Work order 1
Answer these questions from the Picking Winners extract, marking each answer with its letter:
(a) What do problems such as these generate daily for workers?
(b) Which two kinds of analogies does business often make use of?
(c) What do leaders need to defeat?
Work order 2
Give the stretch of the Picking Winners extract from "Sadly, most organizations" through "other chronic problems?" again, switching "stakeholders" to "partners".
Work order 3
Translate this sentence from the Picking Winners extract into Spanish: "Why are most CEOs averse to fixing these and other chronic problems?"

Page extract
################

Picking Winners

Picking Winners

Sadly, most organizations plod along with the same chronic problems, year after year, decade after decade, from one CEO to another. Problems such as these generate daily misery for workers and trouble for all other stakeholders:

  • Poor or slow decision-making
  • Low employee engagement
  • Organizational dysfunction
  • Cutthroat corporate culture
  • Poor at preventing problems (but great at reacting to problems)
  • Cost more important than safety
  • Delivery more important than quality
  • Company more important than customer
  • Waste, unevenness, and unreasonableness

Why are most CEOs averse to fixing these and other chronic problems?

Business is competitive, often making use of sports and war analogies, and so leaders’ focus is easily turn towards enemies or rivals that must be vanquished. Leaders need enemies to defeat and are uninterested in solving chronic problems because they have no easy solution — at least that is their preconception, no easy solution. So why bother trying?

################

Records supplied
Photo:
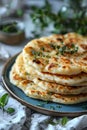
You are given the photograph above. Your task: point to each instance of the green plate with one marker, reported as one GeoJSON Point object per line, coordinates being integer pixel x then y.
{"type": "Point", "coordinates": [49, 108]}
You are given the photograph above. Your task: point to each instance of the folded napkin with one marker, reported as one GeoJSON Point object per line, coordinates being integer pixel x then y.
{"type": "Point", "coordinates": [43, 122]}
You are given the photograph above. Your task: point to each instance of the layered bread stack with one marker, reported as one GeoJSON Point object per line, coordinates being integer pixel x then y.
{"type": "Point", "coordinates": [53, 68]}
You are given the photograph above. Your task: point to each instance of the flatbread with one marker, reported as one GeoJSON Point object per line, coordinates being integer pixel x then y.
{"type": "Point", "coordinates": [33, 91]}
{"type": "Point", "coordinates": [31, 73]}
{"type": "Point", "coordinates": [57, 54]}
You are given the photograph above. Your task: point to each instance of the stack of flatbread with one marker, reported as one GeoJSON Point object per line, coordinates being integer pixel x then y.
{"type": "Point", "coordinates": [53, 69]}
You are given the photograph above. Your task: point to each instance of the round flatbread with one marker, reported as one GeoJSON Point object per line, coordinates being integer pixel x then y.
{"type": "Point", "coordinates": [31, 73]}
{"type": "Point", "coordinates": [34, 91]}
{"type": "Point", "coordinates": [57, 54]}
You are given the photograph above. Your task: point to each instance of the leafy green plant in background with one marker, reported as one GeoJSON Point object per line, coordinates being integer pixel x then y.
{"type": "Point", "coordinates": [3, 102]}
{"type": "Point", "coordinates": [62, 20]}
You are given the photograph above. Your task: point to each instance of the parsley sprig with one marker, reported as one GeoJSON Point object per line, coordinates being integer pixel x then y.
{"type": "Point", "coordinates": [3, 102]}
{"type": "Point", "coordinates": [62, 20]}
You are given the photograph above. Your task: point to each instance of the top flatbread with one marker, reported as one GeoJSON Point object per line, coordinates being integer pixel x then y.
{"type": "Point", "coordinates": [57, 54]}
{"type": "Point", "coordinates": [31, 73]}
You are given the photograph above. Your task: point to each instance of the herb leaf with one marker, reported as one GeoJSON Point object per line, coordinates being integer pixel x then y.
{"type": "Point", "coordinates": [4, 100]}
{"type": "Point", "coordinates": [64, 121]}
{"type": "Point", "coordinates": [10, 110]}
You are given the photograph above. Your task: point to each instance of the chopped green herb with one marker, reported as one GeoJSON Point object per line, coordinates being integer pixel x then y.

################

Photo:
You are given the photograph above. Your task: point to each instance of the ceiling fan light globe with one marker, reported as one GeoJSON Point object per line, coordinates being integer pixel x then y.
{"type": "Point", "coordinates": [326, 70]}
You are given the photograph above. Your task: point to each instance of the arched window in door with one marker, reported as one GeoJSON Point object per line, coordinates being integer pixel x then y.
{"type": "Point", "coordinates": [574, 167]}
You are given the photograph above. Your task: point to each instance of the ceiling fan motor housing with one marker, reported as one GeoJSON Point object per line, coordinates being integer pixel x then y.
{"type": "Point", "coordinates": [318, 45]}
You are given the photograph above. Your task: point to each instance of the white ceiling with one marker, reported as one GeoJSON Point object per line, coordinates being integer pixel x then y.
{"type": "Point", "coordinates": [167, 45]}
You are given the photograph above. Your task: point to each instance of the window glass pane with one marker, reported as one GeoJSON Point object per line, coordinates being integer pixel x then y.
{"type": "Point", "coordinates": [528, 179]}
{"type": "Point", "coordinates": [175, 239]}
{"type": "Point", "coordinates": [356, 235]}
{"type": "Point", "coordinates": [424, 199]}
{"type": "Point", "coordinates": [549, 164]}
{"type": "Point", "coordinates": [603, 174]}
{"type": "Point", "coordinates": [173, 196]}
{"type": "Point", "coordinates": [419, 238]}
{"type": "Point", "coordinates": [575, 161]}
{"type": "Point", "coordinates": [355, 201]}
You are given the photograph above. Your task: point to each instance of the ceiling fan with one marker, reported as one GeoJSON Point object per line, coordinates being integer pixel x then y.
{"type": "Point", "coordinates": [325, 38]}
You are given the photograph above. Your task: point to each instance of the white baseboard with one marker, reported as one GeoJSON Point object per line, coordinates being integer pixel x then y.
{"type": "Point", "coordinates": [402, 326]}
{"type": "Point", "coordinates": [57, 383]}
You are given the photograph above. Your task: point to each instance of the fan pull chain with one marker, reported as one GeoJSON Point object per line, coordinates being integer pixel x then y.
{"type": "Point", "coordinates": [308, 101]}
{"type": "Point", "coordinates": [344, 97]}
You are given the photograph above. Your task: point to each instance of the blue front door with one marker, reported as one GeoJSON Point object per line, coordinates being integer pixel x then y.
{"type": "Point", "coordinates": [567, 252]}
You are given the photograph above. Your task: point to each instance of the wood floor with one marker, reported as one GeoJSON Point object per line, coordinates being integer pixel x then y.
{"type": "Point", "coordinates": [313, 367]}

################

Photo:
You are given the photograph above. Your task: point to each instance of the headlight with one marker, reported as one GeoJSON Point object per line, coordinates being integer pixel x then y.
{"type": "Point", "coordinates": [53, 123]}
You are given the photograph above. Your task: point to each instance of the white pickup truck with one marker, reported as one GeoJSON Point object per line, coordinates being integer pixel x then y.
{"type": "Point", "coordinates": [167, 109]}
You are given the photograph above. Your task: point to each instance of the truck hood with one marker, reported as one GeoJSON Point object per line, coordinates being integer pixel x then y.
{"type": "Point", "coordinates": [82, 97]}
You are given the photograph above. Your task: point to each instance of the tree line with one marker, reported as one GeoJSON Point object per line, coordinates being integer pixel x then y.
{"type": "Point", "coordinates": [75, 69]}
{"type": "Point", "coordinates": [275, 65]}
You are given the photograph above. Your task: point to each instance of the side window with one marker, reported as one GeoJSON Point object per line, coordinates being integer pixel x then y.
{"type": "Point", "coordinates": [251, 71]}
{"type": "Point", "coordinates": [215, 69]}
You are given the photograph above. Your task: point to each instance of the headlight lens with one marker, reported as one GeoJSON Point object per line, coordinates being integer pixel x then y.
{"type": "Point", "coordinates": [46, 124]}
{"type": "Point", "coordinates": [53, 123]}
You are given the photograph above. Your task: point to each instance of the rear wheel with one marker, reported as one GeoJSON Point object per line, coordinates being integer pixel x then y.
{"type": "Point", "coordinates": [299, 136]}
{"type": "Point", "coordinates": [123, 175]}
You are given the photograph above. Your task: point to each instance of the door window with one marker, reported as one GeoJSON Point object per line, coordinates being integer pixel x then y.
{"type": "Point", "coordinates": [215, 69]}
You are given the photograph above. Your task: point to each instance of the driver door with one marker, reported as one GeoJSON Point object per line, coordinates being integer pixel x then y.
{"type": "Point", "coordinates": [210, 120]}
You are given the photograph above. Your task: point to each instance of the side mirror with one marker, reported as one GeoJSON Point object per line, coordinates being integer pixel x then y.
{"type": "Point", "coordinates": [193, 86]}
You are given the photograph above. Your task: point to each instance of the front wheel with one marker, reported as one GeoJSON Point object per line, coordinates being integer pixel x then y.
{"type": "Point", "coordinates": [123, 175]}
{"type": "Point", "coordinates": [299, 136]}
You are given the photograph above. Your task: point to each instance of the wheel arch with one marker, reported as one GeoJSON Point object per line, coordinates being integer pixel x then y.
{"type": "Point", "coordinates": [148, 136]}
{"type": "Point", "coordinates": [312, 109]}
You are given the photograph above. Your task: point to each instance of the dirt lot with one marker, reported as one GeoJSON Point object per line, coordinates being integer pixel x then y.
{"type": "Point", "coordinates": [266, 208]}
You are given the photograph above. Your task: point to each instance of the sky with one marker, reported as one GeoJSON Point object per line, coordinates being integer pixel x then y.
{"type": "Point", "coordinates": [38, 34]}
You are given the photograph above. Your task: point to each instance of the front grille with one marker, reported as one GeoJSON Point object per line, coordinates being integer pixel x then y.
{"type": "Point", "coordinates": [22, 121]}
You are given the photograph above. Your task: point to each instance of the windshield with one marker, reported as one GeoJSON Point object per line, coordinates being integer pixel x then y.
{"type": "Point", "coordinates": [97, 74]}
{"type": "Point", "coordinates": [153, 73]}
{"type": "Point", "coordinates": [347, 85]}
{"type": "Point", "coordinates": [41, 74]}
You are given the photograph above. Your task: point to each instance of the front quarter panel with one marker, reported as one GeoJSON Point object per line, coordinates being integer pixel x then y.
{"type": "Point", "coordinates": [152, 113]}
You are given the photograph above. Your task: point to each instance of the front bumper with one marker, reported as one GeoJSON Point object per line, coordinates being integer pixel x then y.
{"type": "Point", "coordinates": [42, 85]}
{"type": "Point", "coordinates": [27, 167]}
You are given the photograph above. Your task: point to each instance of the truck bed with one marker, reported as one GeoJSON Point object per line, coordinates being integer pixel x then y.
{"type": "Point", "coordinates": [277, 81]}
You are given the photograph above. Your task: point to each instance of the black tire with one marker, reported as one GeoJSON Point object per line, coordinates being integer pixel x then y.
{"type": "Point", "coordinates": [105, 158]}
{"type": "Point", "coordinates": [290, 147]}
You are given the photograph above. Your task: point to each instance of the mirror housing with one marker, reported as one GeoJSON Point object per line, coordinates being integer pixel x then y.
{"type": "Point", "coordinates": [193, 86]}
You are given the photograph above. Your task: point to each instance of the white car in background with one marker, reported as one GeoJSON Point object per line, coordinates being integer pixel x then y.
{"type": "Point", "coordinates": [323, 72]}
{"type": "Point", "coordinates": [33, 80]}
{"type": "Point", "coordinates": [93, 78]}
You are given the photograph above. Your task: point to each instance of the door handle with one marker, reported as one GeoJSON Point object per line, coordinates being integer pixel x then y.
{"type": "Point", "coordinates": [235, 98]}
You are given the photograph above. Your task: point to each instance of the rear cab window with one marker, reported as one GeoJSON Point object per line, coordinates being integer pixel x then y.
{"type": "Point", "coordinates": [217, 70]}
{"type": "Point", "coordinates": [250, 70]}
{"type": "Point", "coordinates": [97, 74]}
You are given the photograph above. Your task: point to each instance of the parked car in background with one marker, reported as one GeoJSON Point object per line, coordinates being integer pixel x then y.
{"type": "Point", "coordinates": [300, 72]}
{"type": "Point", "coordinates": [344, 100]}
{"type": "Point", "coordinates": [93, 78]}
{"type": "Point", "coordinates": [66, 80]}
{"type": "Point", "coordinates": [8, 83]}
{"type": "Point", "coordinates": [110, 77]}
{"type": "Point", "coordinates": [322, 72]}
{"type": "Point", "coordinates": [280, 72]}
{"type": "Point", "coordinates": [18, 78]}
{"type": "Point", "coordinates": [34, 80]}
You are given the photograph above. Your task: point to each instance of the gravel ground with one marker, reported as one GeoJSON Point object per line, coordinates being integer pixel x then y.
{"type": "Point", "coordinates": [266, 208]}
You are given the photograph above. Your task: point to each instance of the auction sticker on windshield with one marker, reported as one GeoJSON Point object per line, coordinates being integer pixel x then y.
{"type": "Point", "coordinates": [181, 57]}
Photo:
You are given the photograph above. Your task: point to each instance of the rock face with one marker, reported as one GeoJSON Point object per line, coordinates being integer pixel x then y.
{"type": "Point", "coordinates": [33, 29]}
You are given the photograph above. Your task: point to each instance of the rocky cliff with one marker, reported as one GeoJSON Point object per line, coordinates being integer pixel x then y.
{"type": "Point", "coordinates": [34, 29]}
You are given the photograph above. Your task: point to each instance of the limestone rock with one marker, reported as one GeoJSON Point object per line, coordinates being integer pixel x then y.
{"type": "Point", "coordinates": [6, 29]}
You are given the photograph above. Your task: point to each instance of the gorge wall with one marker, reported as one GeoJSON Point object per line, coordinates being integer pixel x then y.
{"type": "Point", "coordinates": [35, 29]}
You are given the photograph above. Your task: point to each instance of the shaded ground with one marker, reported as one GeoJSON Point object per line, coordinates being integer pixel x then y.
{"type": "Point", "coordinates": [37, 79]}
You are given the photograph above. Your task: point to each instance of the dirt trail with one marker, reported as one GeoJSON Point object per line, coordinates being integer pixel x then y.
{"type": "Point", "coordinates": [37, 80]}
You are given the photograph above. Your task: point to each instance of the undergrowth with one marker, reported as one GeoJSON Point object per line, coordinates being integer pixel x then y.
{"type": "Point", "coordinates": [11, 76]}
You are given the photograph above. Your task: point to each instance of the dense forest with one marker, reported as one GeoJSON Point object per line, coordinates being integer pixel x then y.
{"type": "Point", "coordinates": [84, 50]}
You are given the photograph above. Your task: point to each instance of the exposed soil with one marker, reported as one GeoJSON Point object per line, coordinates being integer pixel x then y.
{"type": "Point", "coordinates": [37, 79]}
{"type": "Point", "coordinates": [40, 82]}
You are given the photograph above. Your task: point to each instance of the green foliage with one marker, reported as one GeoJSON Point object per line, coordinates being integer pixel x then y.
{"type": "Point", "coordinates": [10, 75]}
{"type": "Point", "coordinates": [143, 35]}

################

Written response 1
(a) Daily misery.
(b) Sports and war analogies.
(c) Enemies.

Written response 2
Sadly, most organizations plod along with the same chronic problems, year after year, decade after decade, from one CEO to another. Problems such as these generate daily misery for workers and trouble for all other partners:

  • Poor or slow decision-making
  • Low employee engagement
  • Organizational dysfunction
  • Cutthroat corporate culture
  • Poor at preventing problems (but great at reacting to problems)
  • Cost more important than safety
  • Delivery more important than quality
  • Company more important than customer
  • Waste, unevenness, and unreasonableness

Why are most CEOs averse to fixing these and other chronic problems?

Written response 3
¿Por qué la mayoría de los directores ejecutivos son reacios a resolver estos y otros problemas crónicos?